* Given problem *
Reproduce verbatim everything in the lecture notes on recursive datatypes below, from "Question: after we" down to "four = Next(three)".

CS312 Lecture 3: Recursive Datatypes

Administrivia

val sectionsize_335 = 8;
val sectionsize_1115 = 35;

Problem set #1 due Tue 4PM. Future problem sets will be due Thursday 1AM, yes we mean AM. Intended to give you a chance to get some sleep and come to lecture.  Note that this means 9 hours before Thursday's lecture starts, not 15 hours after Thursday's lecture starts. Also note that due dates are absolutely firm (the submission system shuts off).

A few people in CS312 inevitably try to cheat. Don't be among them: we have extremely sophisticated tools for catching cheaters, including copious records of old solutions (note that problems sets change from year to year). The possible penalties for being caught include getting a 0 in the assignment, an F in the course (dropping not allowed), or a letter in your permanent file (part of the process of being expelled from Cornell).  We are hard-nosed about this; don't find this out for yourself.

Recursive Datatypes

In recitation you should have seen datatypes, which are SML types that can have more than one kind of value. This involved a new kind of declaration, a datatype declaration:

decl ::= ...  | datatype id = constructor_decl1 |...|constructor_decln
constructor_decl
::= id | id of type

expr
::= ... | id expr | case expr of pattern1 => expr1 | ... | patternn => exprn
pattern
::= (id : type, ..., id : type) | id(id : type, ..., id : type) | ...

We can use datatypes to define many useful data structures. In particular, suppose we want to define a new type "number" that includes both ints and reals.  This can be accomplished in SML by the following datatype definition:

datatype num = Int_num of int | Real_num of real

This declaration gives us a new type (num) and two constructors Int_num and Real_num.  The Int_num constructor takes an int as an argument and returns a num, while the Real_num constructor takes a real as an argument and returns a num.  In this fashion, we can create a type that is the (disjoint) union of two other types. 

We can even define data structures that act like the natural numbers, demonstrating that we don't really have to have numbers built into SML! A natural number is either the value zero or the successor of (next number after) some other natural number. This definition (Peano arithmetic) leads naturally to the following definition for values that act like natural numbers nat:

datatype nat = Zero | Next of nat

This is how you might define the natural numbers in a mathematical logic course. We have defined a new type nat, and Zero and Next are constructors for values of this type. This datatype is more sophisticated than the ones we saw in recitation: it is a recursive datatype because the definition of what a nat is mentions nat itself. 

Question: after we enter this datatype into ML, what is the type of Zero? What about Next??

Using this definition, we can write define some values that act like natural numbers:

val zero = Zero
val one = Next(Zero)
val two = Next(Next(Zero))
val three = Next(two)
val four = Next(three)

When we ask the compiler what four represents, we get

- four;
val it = Next (Next (Next (Next Zero))) : nat

Thus four is a nested data structure. The equivalent Java definitions would be

public interface nat { }
public class Zero implements nat { }
public class Next implements nat { nat value; Next(nat v) { value = v; } /* etc */ }

nat zero = new Zero();
nat one = new Next(new Zero());
nat two = new Next(new Next(new Zero()));
nat three = new Next(two);
nat four = new Next(three);

And in fact the Java objects representing the various numbers are actually implemented similarly to the SML values representing the corresponding numbers.

* Dataset extract *
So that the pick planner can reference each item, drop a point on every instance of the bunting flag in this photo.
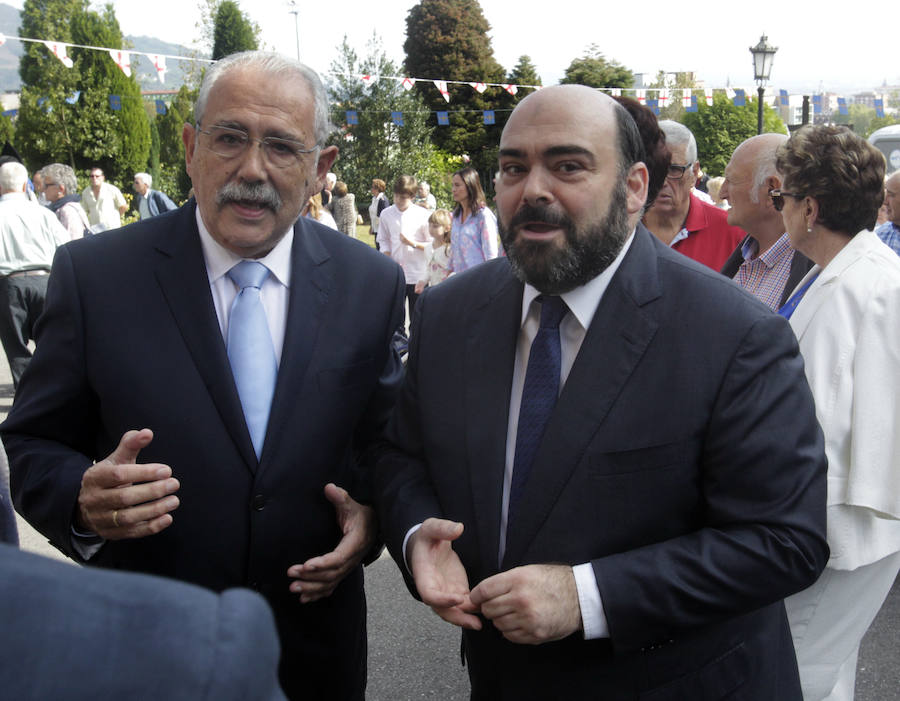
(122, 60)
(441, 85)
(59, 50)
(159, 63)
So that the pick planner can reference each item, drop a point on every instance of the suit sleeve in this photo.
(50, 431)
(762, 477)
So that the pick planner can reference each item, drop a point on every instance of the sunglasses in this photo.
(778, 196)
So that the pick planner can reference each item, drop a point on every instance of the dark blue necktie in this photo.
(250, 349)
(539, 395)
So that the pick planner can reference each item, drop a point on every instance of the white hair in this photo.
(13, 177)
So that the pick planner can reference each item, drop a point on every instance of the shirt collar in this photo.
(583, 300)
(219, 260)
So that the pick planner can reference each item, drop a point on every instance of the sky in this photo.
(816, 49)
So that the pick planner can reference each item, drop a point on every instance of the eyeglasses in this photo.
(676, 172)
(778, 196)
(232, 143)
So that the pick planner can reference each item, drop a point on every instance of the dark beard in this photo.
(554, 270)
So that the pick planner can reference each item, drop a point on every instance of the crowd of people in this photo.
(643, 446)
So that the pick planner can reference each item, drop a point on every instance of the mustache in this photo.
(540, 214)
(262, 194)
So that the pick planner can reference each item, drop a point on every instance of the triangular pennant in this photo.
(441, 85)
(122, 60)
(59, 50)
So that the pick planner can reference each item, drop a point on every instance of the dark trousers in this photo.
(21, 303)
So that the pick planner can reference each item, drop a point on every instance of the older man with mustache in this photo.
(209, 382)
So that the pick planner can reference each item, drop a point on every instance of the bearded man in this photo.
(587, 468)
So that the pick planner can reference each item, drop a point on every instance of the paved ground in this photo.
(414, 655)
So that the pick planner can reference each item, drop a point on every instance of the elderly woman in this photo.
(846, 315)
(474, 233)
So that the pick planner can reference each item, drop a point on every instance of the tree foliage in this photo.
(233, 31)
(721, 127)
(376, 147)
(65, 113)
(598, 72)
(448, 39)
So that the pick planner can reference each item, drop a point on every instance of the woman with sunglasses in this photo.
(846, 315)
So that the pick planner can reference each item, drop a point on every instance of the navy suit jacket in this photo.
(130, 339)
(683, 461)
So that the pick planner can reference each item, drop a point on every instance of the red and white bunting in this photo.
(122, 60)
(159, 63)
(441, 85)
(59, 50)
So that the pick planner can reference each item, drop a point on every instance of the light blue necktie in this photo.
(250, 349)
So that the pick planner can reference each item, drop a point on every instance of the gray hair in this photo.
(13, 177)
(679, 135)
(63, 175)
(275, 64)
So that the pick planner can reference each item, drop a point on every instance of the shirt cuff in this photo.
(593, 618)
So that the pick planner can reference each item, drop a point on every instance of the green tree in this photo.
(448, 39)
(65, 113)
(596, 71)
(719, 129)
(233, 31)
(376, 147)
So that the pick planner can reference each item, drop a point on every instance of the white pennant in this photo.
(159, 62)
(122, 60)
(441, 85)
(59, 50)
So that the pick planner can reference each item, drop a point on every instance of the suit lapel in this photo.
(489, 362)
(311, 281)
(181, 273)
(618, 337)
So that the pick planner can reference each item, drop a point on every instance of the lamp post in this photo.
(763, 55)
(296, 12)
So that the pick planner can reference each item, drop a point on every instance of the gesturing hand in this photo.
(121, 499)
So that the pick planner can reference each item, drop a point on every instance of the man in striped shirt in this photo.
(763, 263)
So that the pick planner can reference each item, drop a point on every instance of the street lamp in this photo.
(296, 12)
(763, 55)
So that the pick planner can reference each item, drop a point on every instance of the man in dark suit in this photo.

* Finished answer *
Question: after we enter this datatype into ML, what is the type of Zero? What about Next??

Using this definition, we can write define some values that act like natural numbers:

val zero = Zero
val one = Next(Zero)
val two = Next(Next(Zero))
val three = Next(two)
val four = Next(three)